Directive | Write out these lines again with "beetle" changed to "insect" everywhere it shows up, and keep everything else the same. Leave the pictures out.

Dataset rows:
•••

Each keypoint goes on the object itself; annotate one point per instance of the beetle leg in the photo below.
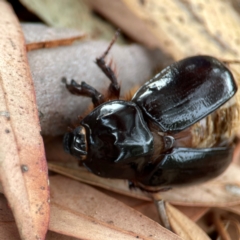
(114, 87)
(86, 90)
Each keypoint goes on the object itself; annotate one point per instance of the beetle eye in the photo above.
(74, 143)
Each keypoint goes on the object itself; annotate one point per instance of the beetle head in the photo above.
(75, 143)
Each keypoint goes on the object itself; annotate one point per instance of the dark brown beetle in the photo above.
(149, 140)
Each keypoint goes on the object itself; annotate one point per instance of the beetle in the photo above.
(156, 139)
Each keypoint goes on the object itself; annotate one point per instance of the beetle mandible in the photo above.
(156, 140)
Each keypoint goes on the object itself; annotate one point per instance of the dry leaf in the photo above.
(8, 228)
(60, 109)
(81, 211)
(23, 169)
(221, 191)
(40, 36)
(183, 226)
(70, 14)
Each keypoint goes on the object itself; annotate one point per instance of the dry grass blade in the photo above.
(82, 175)
(80, 211)
(70, 14)
(23, 169)
(219, 192)
(183, 226)
(40, 36)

•••

Answer to the exercise |
Each keypoint goes on the object itself; annotate one point per instance of the insect leg in the photo below.
(114, 87)
(86, 90)
Each keypoint goes on the object itself; annotate one point per instance of the insect eye in the photo above.
(74, 143)
Each keypoint goes on the object itself; annotate one point per instance of the insect head in the photo above.
(75, 143)
Each keypoint goes on the object itself; annotate one point per instance of the dark brown insect in the photo above.
(149, 140)
Each keypoint goes on the object itself; annotate one point per instance of the insect in the photo above.
(156, 139)
Each keypoint goes on the object itself; annotate one point per instance of the insect mandible in the photo above.
(156, 140)
Each keypoint goes on the object itself; annotate one point per instance of the dry leaf in the photo above.
(8, 228)
(60, 109)
(81, 211)
(23, 169)
(221, 191)
(40, 36)
(183, 226)
(70, 14)
Each keypoint goes on the object itself; annotate one point per instance of the dry grass blade in the photo above.
(82, 175)
(80, 211)
(70, 14)
(23, 169)
(219, 192)
(183, 226)
(40, 36)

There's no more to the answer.